--- STUDY TEXT Enclosed Below ---
Homicide Rates on Pace for Record-Breaking Year

Map of homicides in 2018 by municipality

Homicides by municipality in 2018, according to data from SNSP. Source: Justice in Mexico.

08/18/19 (written by kheinle) — Mexico is on pace to have the deadliest year on record, according to data released in mid-July by Mexico’s Secretary General of National Public Security (Secretariado Ejecutivo del Sistema Nacional de Seguridad Pública, SESNSP).

The agency reported 17,608 killings in the first six months of 2019, which is 894 more than the number recorded during the first half of 2018 or a 4% increase. If that number repeats in the second half of the year, Mexico could expect to see more than 35,200 homicides for all of 2019. That could be almost 1,900 more homicides than SNSP reported in 2018. For more information on 2018’s official numbers, check out Justice in Mexico’s “Organized Crime and Violence in Mexico: Analysis Through 2018.”

Geographic Dispersion of Homicides

The majority of the homicides from January through June of 2019 were concentrated in 18 of Mexico’s 32 states and federal entities. Nuevo León had the highest increase (70%) in the number of homicides during that time period compared to that in 2018. Sonora saw a 65% increase, followed by Hidalgo (52%), Morelos (43%), Tabasco (42%), Jalisco (31%), Tlaxcala (30%), Coahuila (26%), and the State of México (21%). Another six states had increases at lower levels, falling between 10% and 20% compared to 2018. Guanajuato, which had the single largest increase in all of 2018 from the year before, fell into this category for 2019. Three other states – Puebla, Zacatecas, and Querétaro – had increases less than 10%.

The remaining 14 states all saw decreases in homicide levels, most notably that of Baja California Sur, which experienced a 66% decline in recorded killings in the first half of 2019. This continues the downward trajectory that Baja CA Sur had in 2018. During that year, the state registered the largest decrease in homicides nationwide with a 74% decline, dropping from 448 cases in 2017 to 162 in 2018. In the first six months of 2019, Nayarit followed Baja CA Sur with a 64% decrease, then Guerrero (30%), Tamaulipas (29%), Sinaloa (27%), and Durango (20%).

Government Strategy

solder in uniform on patrol

A member of Mexico’s military sports the National Guard insignia while on patrol in El Manguito, Mexico. Photo: Oliver de Ros, Associated Press.
--- End of Enclosed STUDY TEXT ---
--- RECORDS Enclosed Below ---
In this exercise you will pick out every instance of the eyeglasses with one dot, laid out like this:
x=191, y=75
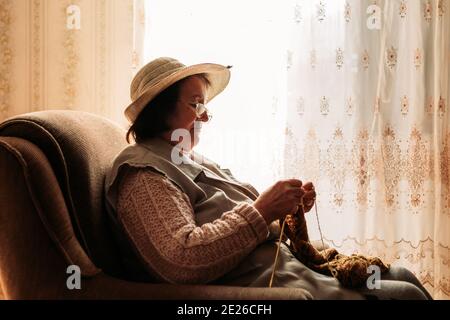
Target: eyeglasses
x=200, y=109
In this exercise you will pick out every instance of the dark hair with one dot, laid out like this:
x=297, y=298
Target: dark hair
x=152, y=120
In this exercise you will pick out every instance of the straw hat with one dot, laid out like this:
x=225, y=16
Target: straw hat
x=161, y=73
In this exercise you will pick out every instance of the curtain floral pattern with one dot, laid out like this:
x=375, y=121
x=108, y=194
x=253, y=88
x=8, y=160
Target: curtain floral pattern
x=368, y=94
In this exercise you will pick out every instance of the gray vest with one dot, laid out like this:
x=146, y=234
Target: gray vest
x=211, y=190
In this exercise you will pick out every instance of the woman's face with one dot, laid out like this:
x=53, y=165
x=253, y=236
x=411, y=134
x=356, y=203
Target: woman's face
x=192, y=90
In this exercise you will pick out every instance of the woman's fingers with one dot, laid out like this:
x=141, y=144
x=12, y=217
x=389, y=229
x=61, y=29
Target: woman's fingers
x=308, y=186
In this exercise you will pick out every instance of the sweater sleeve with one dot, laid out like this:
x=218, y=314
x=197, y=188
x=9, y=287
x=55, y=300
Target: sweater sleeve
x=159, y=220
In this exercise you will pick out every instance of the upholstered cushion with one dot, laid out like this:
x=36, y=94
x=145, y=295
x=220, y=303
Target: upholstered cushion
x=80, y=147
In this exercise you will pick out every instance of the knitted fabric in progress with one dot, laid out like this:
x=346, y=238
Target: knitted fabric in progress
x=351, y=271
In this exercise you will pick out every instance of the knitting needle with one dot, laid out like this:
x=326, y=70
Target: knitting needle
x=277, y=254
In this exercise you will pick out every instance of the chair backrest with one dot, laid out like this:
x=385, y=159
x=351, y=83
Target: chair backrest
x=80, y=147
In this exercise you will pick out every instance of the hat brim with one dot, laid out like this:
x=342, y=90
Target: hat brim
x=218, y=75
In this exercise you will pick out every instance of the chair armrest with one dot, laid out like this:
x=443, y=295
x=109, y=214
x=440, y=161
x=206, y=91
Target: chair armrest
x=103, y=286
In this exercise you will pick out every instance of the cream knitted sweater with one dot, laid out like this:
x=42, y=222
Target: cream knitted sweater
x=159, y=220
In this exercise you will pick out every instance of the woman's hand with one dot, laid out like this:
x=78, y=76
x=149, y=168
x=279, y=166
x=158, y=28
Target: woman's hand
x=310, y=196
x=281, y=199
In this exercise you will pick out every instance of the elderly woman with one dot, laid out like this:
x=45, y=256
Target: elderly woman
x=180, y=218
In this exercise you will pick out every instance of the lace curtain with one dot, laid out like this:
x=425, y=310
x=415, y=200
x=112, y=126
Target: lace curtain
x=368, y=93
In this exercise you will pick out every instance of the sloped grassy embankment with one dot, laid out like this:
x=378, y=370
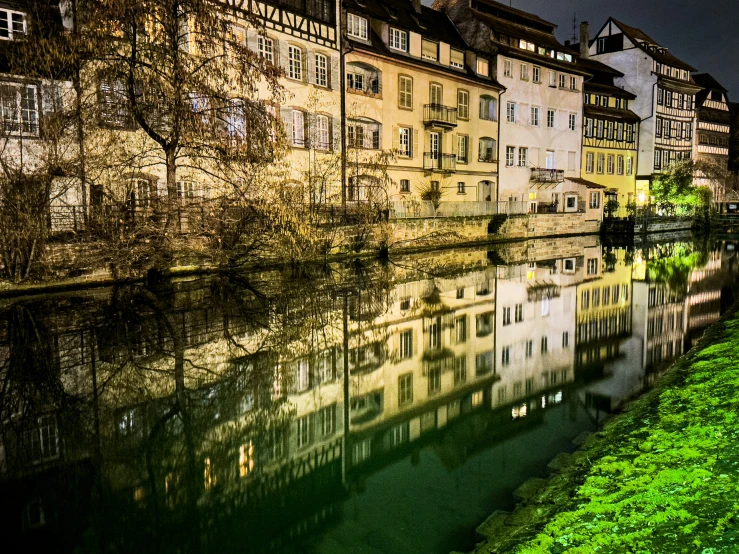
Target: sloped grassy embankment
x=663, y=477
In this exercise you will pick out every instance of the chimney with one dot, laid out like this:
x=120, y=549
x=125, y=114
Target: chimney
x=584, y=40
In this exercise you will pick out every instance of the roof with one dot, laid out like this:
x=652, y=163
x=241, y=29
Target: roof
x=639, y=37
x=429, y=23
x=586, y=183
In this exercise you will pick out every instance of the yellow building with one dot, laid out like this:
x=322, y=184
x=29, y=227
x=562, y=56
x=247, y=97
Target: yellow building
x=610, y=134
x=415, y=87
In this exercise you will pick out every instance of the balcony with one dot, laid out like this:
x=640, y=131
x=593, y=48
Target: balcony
--- End of Enclosed RECORDS ---
◆ **PROBLEM 1**: According to the article on Mexico's homicide rates, how many killings did the agency report for the first six months of 2019?
◆ **PROBLEM 2**: Please pick up the article on Mexico's homicide rates after its last line and write the next part of the "Government Strategy" section.
The entries have nothing to do with the article on Mexico's homicide rates.

◆ **FINAL ANSWER 1**: 17,608 killings.

◆ **FINAL ANSWER 2**:
The increase in homicide rates in 2019 continues a multi-year upward trend that began in 2015. Eyes are now on the López Obrador administration for its response since taking office in December 2018.

President Andrés Manuel López Obrador took a significant, yet controversial step to implementing his strategy to address crime and violence when he launched the National Guard in June. Created from the ranks of the Mexican military and police, the National Guard will serve as a means to combat the record-breaking levels of crime and violence. President López Obrador is also approaching crime and violence through economic policies. Writes Reuters, “[the President] has blamed the economic policies of previous administrations for exacerbating the violence.” He has taken a hard stance on cultivating fiscal austerity in the country, revamping previous policies while trying to decrease the deficit and increase incoming funds.

Time will tell if the López Obrador administration’s militarized and economic strategies affect Mexico’s staggering levels of crime and violence. As the administration nears the end of its first year in office, however, the upward trend on homicide rates continue.

Sources:

Calderón, Laura et al. “Organized Crime and Violence in Mexico.” Justice in Mexico. April 2019.

“President López Obrador continues to prioritize fiscal austerity.” Justice in Mexico. July 7, 2019.

“Murders in Mexico surge to record in first half of 2019.” Reuters. July 21, 2019. 

“Mexico sets 1st half murder record, up 5.3%.” Associated Press. July 22, 2019.

Angel, Arturo. “Aumentan homicidios en 18 estados; en Nuevo León y Sonora el incremento fue superior al 65%.” Animal Político. July 23, 2019.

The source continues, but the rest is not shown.